Rewrite the part below that starts at the line containing "[indicate] one point per instance, sample <point>21,446</point>." and ends at the line containing "<point>141,89</point>", changing "skyline" to "cityscape" and keeping everything else the same.

• **RECORD EXTRACTS**:
__________

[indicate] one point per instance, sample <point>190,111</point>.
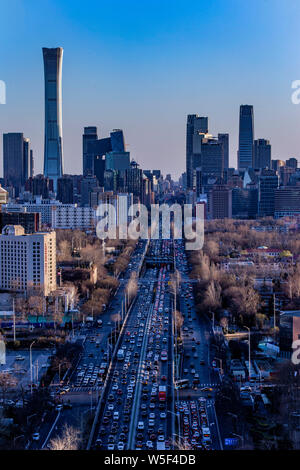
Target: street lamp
<point>249,350</point>
<point>59,366</point>
<point>30,358</point>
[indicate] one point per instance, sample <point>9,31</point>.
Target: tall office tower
<point>26,157</point>
<point>27,260</point>
<point>117,161</point>
<point>89,135</point>
<point>261,154</point>
<point>117,140</point>
<point>195,125</point>
<point>287,201</point>
<point>246,137</point>
<point>277,164</point>
<point>53,148</point>
<point>220,202</point>
<point>292,163</point>
<point>224,139</point>
<point>3,196</point>
<point>88,184</point>
<point>199,189</point>
<point>30,221</point>
<point>212,157</point>
<point>31,164</point>
<point>39,185</point>
<point>268,183</point>
<point>16,158</point>
<point>65,190</point>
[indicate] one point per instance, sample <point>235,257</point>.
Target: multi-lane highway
<point>159,395</point>
<point>136,406</point>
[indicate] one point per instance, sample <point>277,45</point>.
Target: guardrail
<point>113,360</point>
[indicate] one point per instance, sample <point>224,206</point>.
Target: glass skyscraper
<point>246,137</point>
<point>53,149</point>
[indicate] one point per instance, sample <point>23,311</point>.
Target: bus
<point>180,384</point>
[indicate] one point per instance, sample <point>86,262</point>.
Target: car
<point>20,358</point>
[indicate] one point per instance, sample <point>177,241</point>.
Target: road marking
<point>50,432</point>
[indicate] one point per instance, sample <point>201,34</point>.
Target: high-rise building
<point>117,161</point>
<point>39,185</point>
<point>268,183</point>
<point>292,163</point>
<point>246,137</point>
<point>88,184</point>
<point>3,196</point>
<point>30,221</point>
<point>27,260</point>
<point>89,135</point>
<point>277,164</point>
<point>65,190</point>
<point>27,159</point>
<point>261,154</point>
<point>224,139</point>
<point>287,201</point>
<point>16,159</point>
<point>53,147</point>
<point>212,157</point>
<point>220,202</point>
<point>195,125</point>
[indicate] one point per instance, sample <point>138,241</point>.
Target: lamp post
<point>249,349</point>
<point>30,358</point>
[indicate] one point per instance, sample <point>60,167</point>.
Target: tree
<point>69,439</point>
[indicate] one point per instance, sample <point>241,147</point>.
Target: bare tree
<point>69,439</point>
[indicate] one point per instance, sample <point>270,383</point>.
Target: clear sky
<point>144,65</point>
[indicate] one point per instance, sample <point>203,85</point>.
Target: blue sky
<point>143,66</point>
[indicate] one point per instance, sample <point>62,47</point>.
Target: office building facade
<point>261,154</point>
<point>53,146</point>
<point>27,260</point>
<point>246,137</point>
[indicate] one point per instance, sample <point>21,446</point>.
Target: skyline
<point>141,89</point>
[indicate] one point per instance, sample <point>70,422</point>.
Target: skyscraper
<point>268,183</point>
<point>195,125</point>
<point>262,154</point>
<point>53,148</point>
<point>89,135</point>
<point>246,136</point>
<point>16,159</point>
<point>224,138</point>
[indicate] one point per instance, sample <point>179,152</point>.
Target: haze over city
<point>143,69</point>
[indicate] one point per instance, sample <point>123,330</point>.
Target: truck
<point>162,393</point>
<point>205,434</point>
<point>120,355</point>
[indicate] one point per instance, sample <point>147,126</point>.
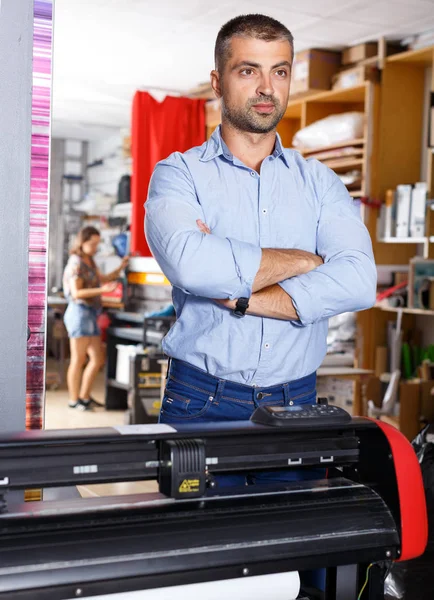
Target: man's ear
<point>215,83</point>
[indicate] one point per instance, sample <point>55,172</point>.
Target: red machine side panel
<point>414,519</point>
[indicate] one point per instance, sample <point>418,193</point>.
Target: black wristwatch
<point>240,307</point>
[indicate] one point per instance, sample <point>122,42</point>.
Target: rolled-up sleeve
<point>347,280</point>
<point>199,264</point>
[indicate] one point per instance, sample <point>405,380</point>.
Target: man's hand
<point>230,304</point>
<point>271,302</point>
<point>203,227</point>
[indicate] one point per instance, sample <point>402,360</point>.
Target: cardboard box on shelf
<point>356,76</point>
<point>313,70</point>
<point>360,52</point>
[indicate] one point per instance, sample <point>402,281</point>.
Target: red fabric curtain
<point>158,129</point>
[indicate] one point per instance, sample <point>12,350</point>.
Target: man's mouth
<point>264,107</point>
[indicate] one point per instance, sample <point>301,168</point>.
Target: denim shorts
<point>81,320</point>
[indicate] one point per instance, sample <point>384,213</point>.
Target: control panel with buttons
<point>301,415</point>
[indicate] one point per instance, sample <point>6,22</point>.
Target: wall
<point>104,178</point>
<point>16,38</point>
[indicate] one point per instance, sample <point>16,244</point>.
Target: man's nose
<point>265,87</point>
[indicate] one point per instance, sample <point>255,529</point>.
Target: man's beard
<point>247,119</point>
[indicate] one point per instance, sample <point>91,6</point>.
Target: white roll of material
<point>278,586</point>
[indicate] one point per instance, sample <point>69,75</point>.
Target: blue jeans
<point>81,320</point>
<point>193,396</point>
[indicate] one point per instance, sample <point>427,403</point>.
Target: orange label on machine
<point>148,278</point>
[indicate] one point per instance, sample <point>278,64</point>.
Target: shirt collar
<point>215,146</point>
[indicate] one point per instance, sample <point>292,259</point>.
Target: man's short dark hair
<point>255,26</point>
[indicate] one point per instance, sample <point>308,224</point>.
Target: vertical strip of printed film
<point>39,206</point>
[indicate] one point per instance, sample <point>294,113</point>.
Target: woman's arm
<point>80,293</point>
<point>114,274</point>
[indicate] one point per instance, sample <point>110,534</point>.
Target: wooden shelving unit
<point>401,158</point>
<point>405,310</point>
<point>307,151</point>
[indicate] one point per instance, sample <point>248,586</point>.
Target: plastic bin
<point>124,353</point>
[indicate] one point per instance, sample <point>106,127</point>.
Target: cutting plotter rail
<point>369,509</point>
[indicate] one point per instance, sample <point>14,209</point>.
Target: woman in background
<point>83,286</point>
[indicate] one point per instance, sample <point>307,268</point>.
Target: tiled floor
<point>58,415</point>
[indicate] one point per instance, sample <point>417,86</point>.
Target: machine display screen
<point>284,408</point>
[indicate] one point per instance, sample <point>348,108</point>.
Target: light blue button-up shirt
<point>291,203</point>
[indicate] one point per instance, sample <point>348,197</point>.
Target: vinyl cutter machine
<point>369,510</point>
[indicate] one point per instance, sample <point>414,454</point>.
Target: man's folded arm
<point>347,280</point>
<point>200,264</point>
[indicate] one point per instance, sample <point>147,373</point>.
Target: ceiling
<point>104,50</point>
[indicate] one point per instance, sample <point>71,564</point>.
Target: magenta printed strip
<point>39,205</point>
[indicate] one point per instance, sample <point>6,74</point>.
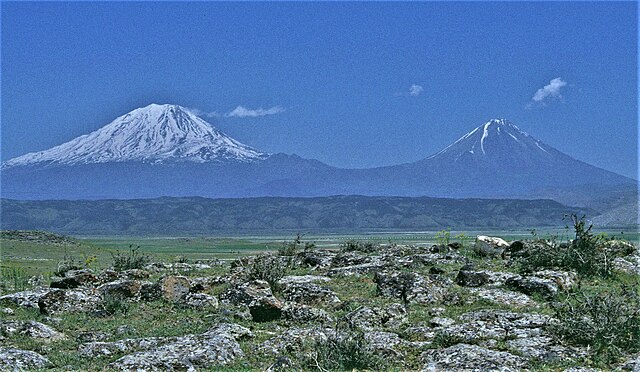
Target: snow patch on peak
<point>156,133</point>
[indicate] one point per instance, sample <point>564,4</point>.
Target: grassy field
<point>41,257</point>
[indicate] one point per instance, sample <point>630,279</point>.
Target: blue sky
<point>350,84</point>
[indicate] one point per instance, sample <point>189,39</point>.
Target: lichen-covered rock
<point>174,288</point>
<point>201,301</point>
<point>503,297</point>
<point>98,348</point>
<point>72,300</point>
<point>412,287</point>
<point>74,279</point>
<point>356,270</point>
<point>18,360</point>
<point>26,298</point>
<point>546,282</point>
<point>257,296</point>
<point>216,347</point>
<point>309,294</point>
<point>542,348</point>
<point>374,318</point>
<point>299,279</point>
<point>318,259</point>
<point>30,329</point>
<point>305,314</point>
<point>123,288</point>
<point>488,246</point>
<point>293,340</point>
<point>473,278</point>
<point>471,358</point>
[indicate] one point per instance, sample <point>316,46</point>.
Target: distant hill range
<point>184,216</point>
<point>166,150</point>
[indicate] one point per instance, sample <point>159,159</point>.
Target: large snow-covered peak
<point>497,140</point>
<point>151,134</point>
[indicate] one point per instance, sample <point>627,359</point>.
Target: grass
<point>160,319</point>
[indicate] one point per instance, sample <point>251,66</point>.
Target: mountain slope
<point>151,134</point>
<point>164,150</point>
<point>171,216</point>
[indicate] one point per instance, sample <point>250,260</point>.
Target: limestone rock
<point>18,360</point>
<point>174,288</point>
<point>257,296</point>
<point>471,358</point>
<point>30,329</point>
<point>488,246</point>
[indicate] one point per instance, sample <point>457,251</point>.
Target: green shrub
<point>294,247</point>
<point>268,268</point>
<point>114,303</point>
<point>132,259</point>
<point>358,246</point>
<point>606,320</point>
<point>14,278</point>
<point>345,351</point>
<point>587,254</point>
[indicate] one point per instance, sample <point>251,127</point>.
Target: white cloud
<point>208,114</point>
<point>243,112</point>
<point>550,90</point>
<point>415,90</point>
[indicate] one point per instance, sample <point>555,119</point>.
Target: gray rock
<point>174,288</point>
<point>74,279</point>
<point>487,246</point>
<point>472,278</point>
<point>298,279</point>
<point>305,314</point>
<point>471,358</point>
<point>257,296</point>
<point>30,329</point>
<point>504,297</point>
<point>370,319</point>
<point>201,301</point>
<point>412,287</point>
<point>546,282</point>
<point>215,347</point>
<point>18,360</point>
<point>293,340</point>
<point>309,294</point>
<point>542,348</point>
<point>26,298</point>
<point>123,288</point>
<point>72,300</point>
<point>356,270</point>
<point>441,322</point>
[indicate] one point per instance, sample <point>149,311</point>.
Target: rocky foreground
<point>445,307</point>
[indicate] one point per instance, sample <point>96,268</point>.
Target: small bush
<point>132,259</point>
<point>345,351</point>
<point>358,246</point>
<point>14,278</point>
<point>114,303</point>
<point>268,268</point>
<point>294,247</point>
<point>607,320</point>
<point>588,254</point>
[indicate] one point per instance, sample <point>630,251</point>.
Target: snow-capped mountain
<point>165,150</point>
<point>496,139</point>
<point>151,134</point>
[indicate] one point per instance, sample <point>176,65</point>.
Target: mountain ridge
<point>494,160</point>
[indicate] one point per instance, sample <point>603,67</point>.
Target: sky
<point>350,84</point>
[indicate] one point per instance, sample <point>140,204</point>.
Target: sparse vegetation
<point>344,351</point>
<point>587,254</point>
<point>13,278</point>
<point>131,259</point>
<point>605,318</point>
<point>268,268</point>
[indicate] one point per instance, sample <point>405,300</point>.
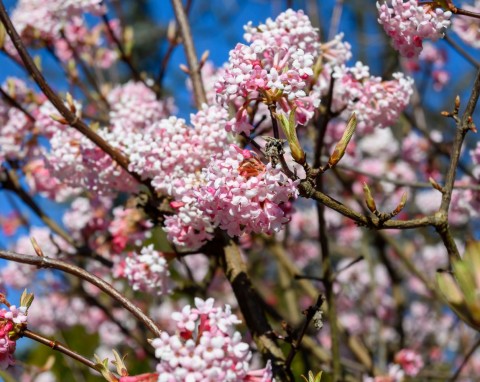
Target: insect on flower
<point>252,166</point>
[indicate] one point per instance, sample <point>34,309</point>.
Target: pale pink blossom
<point>408,23</point>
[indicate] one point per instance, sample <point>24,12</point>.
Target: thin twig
<point>296,343</point>
<point>461,51</point>
<point>72,119</point>
<point>55,345</point>
<point>46,262</point>
<point>190,53</point>
<point>248,300</point>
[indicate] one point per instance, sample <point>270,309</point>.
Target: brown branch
<point>307,190</point>
<point>190,53</point>
<point>70,117</point>
<point>464,125</point>
<point>172,45</point>
<point>250,304</point>
<point>309,315</point>
<point>55,345</point>
<point>123,55</point>
<point>462,52</point>
<point>13,102</point>
<point>46,262</point>
<point>327,275</point>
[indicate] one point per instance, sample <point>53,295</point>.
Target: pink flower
<point>147,271</point>
<point>205,348</point>
<point>410,361</point>
<point>408,23</point>
<point>11,322</point>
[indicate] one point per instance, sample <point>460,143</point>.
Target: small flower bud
<point>120,364</point>
<point>59,119</point>
<point>289,128</point>
<point>401,205</point>
<point>435,185</point>
<point>36,247</point>
<point>71,104</point>
<point>204,57</point>
<point>38,62</point>
<point>172,32</point>
<point>26,299</point>
<point>128,40</point>
<point>341,146</point>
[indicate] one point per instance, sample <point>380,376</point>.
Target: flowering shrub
<point>204,243</point>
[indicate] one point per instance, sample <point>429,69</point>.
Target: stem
<point>327,275</point>
<point>195,70</point>
<point>441,223</point>
<point>461,51</point>
<point>172,44</point>
<point>125,58</point>
<point>307,190</point>
<point>310,313</point>
<point>72,119</point>
<point>46,262</point>
<point>12,101</point>
<point>55,345</point>
<point>249,302</point>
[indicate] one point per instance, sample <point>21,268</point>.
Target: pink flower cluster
<point>11,321</point>
<point>206,347</point>
<point>44,19</point>
<point>135,108</point>
<point>408,23</point>
<point>468,28</point>
<point>275,67</point>
<point>410,361</point>
<point>434,60</point>
<point>148,271</point>
<point>79,39</point>
<point>376,103</point>
<point>242,195</point>
<point>172,154</point>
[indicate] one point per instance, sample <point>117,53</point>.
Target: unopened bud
<point>38,62</point>
<point>26,299</point>
<point>71,103</point>
<point>128,40</point>
<point>72,69</point>
<point>401,205</point>
<point>204,58</point>
<point>36,247</point>
<point>120,364</point>
<point>341,146</point>
<point>289,129</point>
<point>3,34</point>
<point>369,199</point>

__________

• **ANSWER TO THE PROBLEM**:
[indicate] one point per instance, sample <point>21,446</point>.
Target: cityscape
<point>141,89</point>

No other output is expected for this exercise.